>>>

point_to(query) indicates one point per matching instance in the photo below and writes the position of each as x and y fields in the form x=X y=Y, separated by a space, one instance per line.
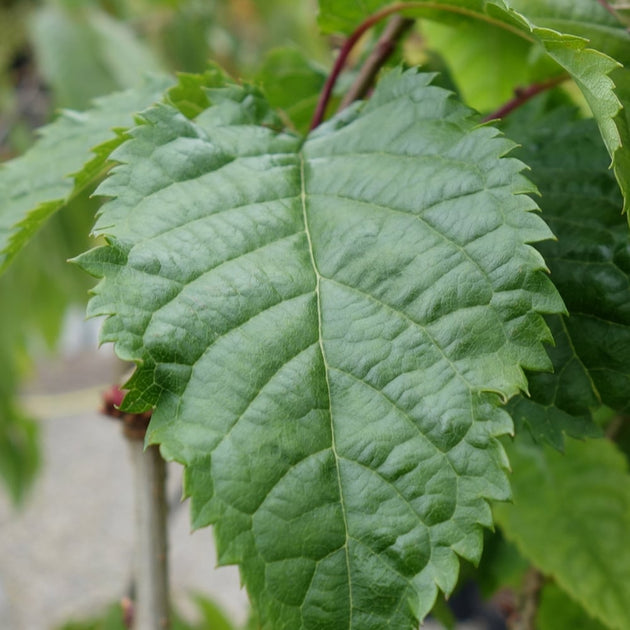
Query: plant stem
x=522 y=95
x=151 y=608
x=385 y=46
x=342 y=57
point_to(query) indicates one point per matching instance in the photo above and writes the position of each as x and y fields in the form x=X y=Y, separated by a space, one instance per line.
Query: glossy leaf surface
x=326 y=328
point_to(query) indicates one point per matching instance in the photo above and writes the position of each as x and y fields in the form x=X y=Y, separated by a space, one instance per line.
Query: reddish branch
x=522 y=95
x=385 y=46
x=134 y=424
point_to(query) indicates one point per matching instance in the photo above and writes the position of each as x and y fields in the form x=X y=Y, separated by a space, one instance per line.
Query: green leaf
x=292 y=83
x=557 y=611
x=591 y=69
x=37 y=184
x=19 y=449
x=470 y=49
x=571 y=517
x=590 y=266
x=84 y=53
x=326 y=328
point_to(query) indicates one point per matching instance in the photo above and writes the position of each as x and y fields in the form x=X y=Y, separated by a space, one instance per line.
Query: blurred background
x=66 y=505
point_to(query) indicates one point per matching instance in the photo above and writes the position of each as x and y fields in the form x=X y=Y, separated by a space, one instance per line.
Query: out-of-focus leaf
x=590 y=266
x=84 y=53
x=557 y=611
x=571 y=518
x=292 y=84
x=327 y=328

<<<
>>>

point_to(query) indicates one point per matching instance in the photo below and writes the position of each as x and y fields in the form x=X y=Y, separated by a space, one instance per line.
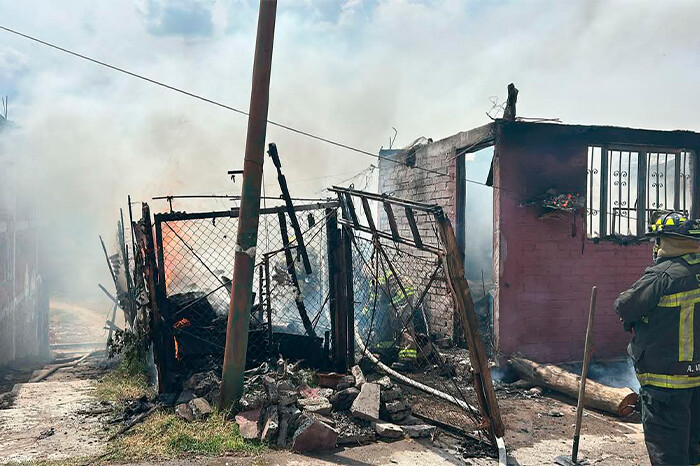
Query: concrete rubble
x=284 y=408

<<<

*EXERCISE*:
Pick out every line in the records above that contains the word "leaf", and copy those lines in their original order.

*EXERCISE SOLUTION*:
Query: glossy leaf surface
Query: green leaf
Query: out-of-focus leaf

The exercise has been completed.